(Page text)

This card carries many intriguing matches. The featured match is a featherweight title number one contender match between Hatsu Hioki and Michihiro Omigawa.
Dave Herman vs. “Big” Jim York
Slugging New Zealander Jim York takes to the Sengoku ring here to face up and comer, Dave Herman. Herman is making his first return back to Sengoku since losing to “Disco Dancing Machine” Mu Bae Choi at the No Ran event in January. York makes his second straight appearance in Sengoku having been submitted by Antonio Silva at Sengoku X.
Jim York is always looking for a standup fight. His downfall has and will continue to be his submission defense and skill off of his back. York has a record of 1-2 in Sengoku, his only win coming over James Thompson by KO. He has losses to Yoshihiro “KISS” Nakao and Antonio Silva. The key to this fight for York will be to make the most out of any time where the fight is standing. In theory, York shouldn’t be able to stop a Dave Herman takedown. If and when York is on his back there is not a whole lot he can offer Herman.

(End Page text)

# Exercise 1
Copy the entries word for word, starting at their beginning and ending at the line that contains "positive clicks: (33, 53)", with both ends included. Leave the pictures out of your copy.

(Records for processing)

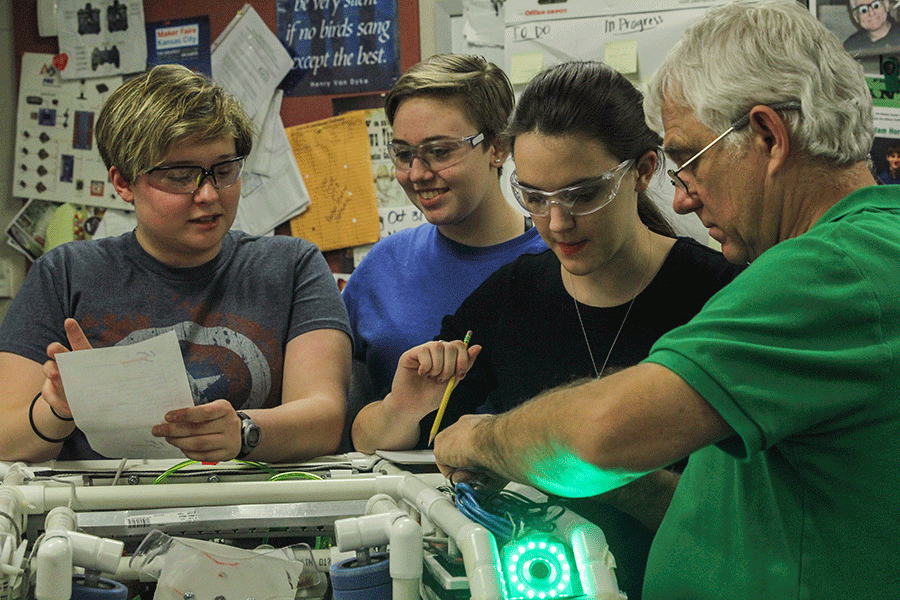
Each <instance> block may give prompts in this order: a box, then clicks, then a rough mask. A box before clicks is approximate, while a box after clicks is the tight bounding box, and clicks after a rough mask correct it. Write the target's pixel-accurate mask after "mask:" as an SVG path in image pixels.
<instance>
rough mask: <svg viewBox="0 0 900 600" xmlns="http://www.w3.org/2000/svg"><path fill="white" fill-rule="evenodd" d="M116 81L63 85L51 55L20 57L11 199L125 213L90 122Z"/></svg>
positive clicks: (33, 53)
mask: <svg viewBox="0 0 900 600" xmlns="http://www.w3.org/2000/svg"><path fill="white" fill-rule="evenodd" d="M121 84H122V78H121V77H102V78H95V79H80V80H74V81H65V80H63V79H61V78H60V75H59V71H58V70H57V68H56V67H55V66H54V56H53V55H52V54H34V53H25V54H23V55H22V77H21V81H20V83H19V105H18V114H17V118H16V129H17V131H16V154H15V169H14V171H13V173H14V174H13V182H12V183H13V189H12V195H13V196H15V197H17V198H39V199H42V200H52V201H56V202H73V203H77V204H86V205H89V206H102V207H107V208H119V209H127V208H130V206H131V205H129V204H126V203H125V202H123V201H122V199H121V198H119V196H118V194H116V191H115V190H114V189H113V187H112V185H111V184H110V183H109V181H108V179H109V175H108V173H107V171H106V166H105V165H104V164H103V160H102V159H101V158H100V152H99V151H98V150H97V144H96V143H95V140H94V123H95V121H96V118H97V114H98V113H99V112H100V108H101V107H102V106H103V103H104V102H105V101H106V98H107V97H108V96H109V94H110V93H112V91H113V90H115V89H116V88H117V87H119V86H120V85H121Z"/></svg>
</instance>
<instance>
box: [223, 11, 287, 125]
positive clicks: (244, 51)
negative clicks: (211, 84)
mask: <svg viewBox="0 0 900 600" xmlns="http://www.w3.org/2000/svg"><path fill="white" fill-rule="evenodd" d="M210 62H211V66H212V76H213V79H214V80H215V81H216V83H218V84H219V85H221V86H222V87H224V88H225V89H226V90H228V91H229V92H231V94H232V95H233V96H234V97H235V98H237V99H238V100H239V101H240V103H241V104H242V105H243V107H244V110H245V111H246V112H247V114H248V115H249V116H250V118H251V119H254V121H256V123H257V125H259V124H260V123H261V120H257V113H258V112H259V110H260V109H265V108H266V107H268V106H269V101H270V100H271V98H272V94H274V93H275V88H277V87H278V84H279V83H281V80H282V79H284V76H285V75H287V74H288V71H290V70H291V67H292V66H293V65H294V60H293V59H292V58H291V55H290V54H289V53H288V51H287V50H285V48H284V45H282V43H281V42H280V41H279V39H278V36H276V35H275V34H274V33H272V30H271V29H269V26H268V25H266V23H265V21H263V20H262V17H260V16H259V13H257V12H256V10H254V8H253V7H252V6H251V5H250V4H245V5H244V7H243V8H241V10H239V11H238V14H237V15H236V16H235V18H234V19H232V20H231V23H229V25H228V26H227V27H226V28H225V31H223V32H222V33H221V34H220V35H219V37H218V38H217V39H216V41H215V42H214V43H213V45H212V54H211V56H210Z"/></svg>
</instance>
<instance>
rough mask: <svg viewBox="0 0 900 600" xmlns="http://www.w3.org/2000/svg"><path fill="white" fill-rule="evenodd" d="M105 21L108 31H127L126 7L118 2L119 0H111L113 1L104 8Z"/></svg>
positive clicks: (126, 10)
mask: <svg viewBox="0 0 900 600" xmlns="http://www.w3.org/2000/svg"><path fill="white" fill-rule="evenodd" d="M106 22H107V25H108V27H109V31H110V32H113V31H127V30H128V7H127V6H126V5H124V4H120V3H119V0H113V3H112V4H111V5H110V6H108V7H107V8H106Z"/></svg>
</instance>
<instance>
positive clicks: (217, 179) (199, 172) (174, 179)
mask: <svg viewBox="0 0 900 600" xmlns="http://www.w3.org/2000/svg"><path fill="white" fill-rule="evenodd" d="M245 158H246V157H244V156H238V157H236V158H232V159H229V160H225V161H222V162H220V163H216V164H214V165H213V166H211V167H210V168H209V169H206V168H204V167H201V166H199V165H174V166H171V167H156V168H154V169H150V170H149V171H147V182H148V183H149V184H150V185H151V186H152V187H154V188H156V189H158V190H160V191H163V192H169V193H172V194H193V193H194V192H196V191H197V190H199V189H200V188H201V187H202V186H203V183H204V182H205V181H206V178H207V177H209V178H210V179H212V183H213V186H214V187H215V188H216V189H219V190H221V189H225V188H227V187H231V186H232V185H234V184H235V183H237V181H238V179H239V178H240V176H241V170H242V169H243V166H244V160H245Z"/></svg>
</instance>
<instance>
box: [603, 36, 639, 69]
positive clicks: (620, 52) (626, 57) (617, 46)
mask: <svg viewBox="0 0 900 600" xmlns="http://www.w3.org/2000/svg"><path fill="white" fill-rule="evenodd" d="M603 62H605V63H606V64H608V65H609V66H611V67H612V68H613V69H615V70H616V71H618V72H619V73H621V74H622V75H625V76H630V75H637V72H638V71H637V70H638V64H637V40H635V39H630V40H622V41H615V42H607V43H606V46H605V47H604V49H603Z"/></svg>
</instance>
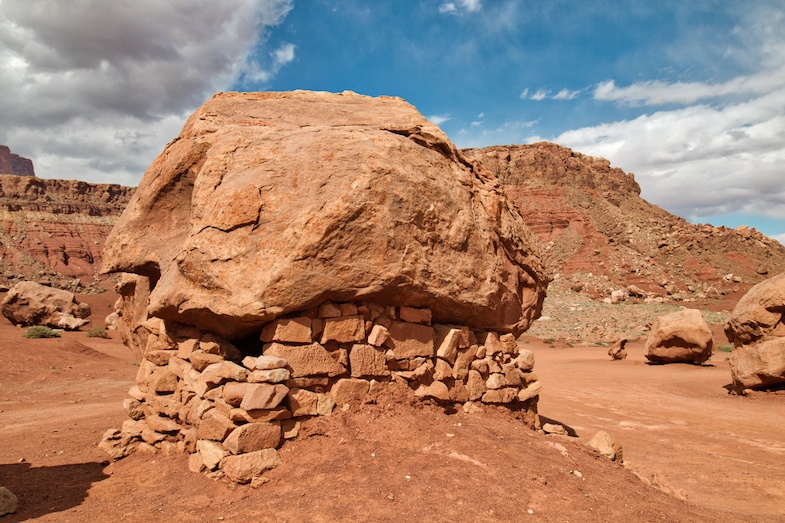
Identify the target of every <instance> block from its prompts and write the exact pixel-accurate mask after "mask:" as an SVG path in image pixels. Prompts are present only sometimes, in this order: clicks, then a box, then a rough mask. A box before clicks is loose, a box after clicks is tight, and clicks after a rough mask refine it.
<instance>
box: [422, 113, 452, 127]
mask: <svg viewBox="0 0 785 523" xmlns="http://www.w3.org/2000/svg"><path fill="white" fill-rule="evenodd" d="M450 119H452V115H451V114H449V113H444V114H432V115H431V116H429V117H428V121H429V122H431V123H432V124H434V125H441V124H443V123H444V122H447V121H449V120H450Z"/></svg>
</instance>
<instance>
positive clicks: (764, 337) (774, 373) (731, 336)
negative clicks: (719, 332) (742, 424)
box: [725, 273, 785, 393]
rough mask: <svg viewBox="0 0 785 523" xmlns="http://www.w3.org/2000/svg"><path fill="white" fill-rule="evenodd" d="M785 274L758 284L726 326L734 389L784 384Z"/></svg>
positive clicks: (733, 312)
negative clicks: (730, 356)
mask: <svg viewBox="0 0 785 523" xmlns="http://www.w3.org/2000/svg"><path fill="white" fill-rule="evenodd" d="M784 313H785V273H783V274H780V275H778V276H775V277H773V278H770V279H768V280H766V281H763V282H761V283H759V284H757V285H755V286H754V287H753V288H752V289H750V290H749V292H747V294H745V295H744V297H743V298H742V299H741V300H739V303H738V304H736V307H735V308H734V309H733V313H732V314H731V317H730V319H729V320H728V322H727V323H726V324H725V334H727V336H728V340H730V341H731V342H732V343H733V344H734V348H733V353H732V354H731V358H730V368H731V375H732V377H733V386H734V390H735V392H737V393H742V392H743V391H744V390H745V389H761V388H766V387H771V386H781V385H782V384H784V383H785V317H784V316H783V314H784Z"/></svg>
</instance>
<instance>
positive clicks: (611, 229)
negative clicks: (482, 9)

(End Records for processing)

# Exercise 2
Pick up the fight preview where it stops and keep writing it.

# Answer section 1
Each <instance> block may give prompts in this order: a box, then clicks, then a rough mask. A box before clicks is approximate, while a box after clicks is the tight bounding box, and clicks after a rough mask correct it. Write the target's pixel-accurate mask after "mask:" as an SVG path in image pixels.
<instance>
rough mask: <svg viewBox="0 0 900 600" xmlns="http://www.w3.org/2000/svg"><path fill="white" fill-rule="evenodd" d="M116 81L63 85L51 55L20 57L11 199L125 213L90 122Z"/></svg>
positive clicks: (33, 53)

# Answer section 2
Wrestling stud Dave Herman has amassed a 15-1 record in the short span of two years. His only lose to Mu Bae Choi was largely in part due to his lack of stamina. Up to the point where he gassed out, he was winning the fight. Since then, Herman is 2-0 in smaller North American promotions with wins over legend Don Frye and Josh Barnes. Herman is with an actual fight camp now, C-4 MMA. We will see if that will help his stamina problems, not that this fight has the makings of a long war. Herman should be able to take down and submit York or TKO him from a dominant position.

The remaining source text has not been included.